> **Your task**: Nothing in the records below should be altered when they are retyped.

> **Record extracts**:
——

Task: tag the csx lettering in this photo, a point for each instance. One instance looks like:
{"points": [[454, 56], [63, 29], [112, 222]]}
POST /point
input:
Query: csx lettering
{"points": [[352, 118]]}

——

> **Exercise solution**:
Task: tag the csx lettering in this photo, a point for each instance. One instance looks like:
{"points": [[454, 56], [63, 29], [112, 222]]}
POST /point
input:
Query: csx lettering
{"points": [[352, 118]]}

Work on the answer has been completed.